• _Goal of the exercise_: Set out the lines of the records as a numbered list, beginning with the first line and continuing through the line that contains "M20 29L14 23L10". Skip any blank lines and leave the pictures out.
****************************************
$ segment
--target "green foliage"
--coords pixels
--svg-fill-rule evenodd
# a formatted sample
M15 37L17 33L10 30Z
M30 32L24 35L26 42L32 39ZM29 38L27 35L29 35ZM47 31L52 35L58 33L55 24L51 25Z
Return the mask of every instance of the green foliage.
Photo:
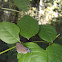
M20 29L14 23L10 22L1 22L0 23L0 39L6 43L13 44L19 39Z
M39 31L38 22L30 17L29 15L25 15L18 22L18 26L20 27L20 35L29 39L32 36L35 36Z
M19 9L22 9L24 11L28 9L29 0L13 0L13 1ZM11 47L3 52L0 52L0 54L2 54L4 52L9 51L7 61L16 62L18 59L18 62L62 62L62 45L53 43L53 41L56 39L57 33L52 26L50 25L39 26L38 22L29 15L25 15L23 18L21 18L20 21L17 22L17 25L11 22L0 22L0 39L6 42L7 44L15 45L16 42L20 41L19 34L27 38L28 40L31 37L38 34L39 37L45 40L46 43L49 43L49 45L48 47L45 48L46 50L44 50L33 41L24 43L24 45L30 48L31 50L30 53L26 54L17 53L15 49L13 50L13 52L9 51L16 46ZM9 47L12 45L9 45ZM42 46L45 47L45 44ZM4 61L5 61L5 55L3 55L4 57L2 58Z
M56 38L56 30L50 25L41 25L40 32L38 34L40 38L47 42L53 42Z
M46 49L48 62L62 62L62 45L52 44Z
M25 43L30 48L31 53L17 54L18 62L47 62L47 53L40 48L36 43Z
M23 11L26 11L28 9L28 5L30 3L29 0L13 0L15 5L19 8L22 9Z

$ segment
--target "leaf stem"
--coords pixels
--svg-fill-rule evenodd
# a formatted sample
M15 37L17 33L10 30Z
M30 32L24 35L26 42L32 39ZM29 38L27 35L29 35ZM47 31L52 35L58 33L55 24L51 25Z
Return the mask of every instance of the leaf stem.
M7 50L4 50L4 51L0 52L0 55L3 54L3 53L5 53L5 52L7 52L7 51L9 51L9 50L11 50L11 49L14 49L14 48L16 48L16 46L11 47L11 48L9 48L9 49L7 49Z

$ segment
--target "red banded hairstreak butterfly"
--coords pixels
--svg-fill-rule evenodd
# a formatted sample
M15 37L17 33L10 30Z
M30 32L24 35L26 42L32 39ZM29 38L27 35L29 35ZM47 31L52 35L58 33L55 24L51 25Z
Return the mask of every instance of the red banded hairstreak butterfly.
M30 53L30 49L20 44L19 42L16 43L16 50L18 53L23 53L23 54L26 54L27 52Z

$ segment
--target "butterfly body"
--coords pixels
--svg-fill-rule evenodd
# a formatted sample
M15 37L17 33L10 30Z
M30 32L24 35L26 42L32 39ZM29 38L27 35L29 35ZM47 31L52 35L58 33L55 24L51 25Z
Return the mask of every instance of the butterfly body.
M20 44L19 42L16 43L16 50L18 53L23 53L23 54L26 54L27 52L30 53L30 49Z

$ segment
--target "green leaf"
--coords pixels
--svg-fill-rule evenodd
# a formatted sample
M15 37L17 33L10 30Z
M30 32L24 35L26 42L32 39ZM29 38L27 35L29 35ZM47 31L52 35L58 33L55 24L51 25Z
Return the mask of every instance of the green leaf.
****************************************
• _Solution for this task_:
1. $ segment
2. --target "green foliage"
3. --coords pixels
4. --svg-fill-rule evenodd
5. # a formatted sample
6. M15 37L17 33L10 30Z
7. M30 32L24 35L26 42L32 39ZM29 38L27 35L29 35ZM47 31L52 35L58 33L55 24L51 25Z
8. Return the mask of every instance of the green foliage.
9. Photo:
10. M20 29L14 23L10 22L1 22L0 23L0 39L6 43L13 44L19 39Z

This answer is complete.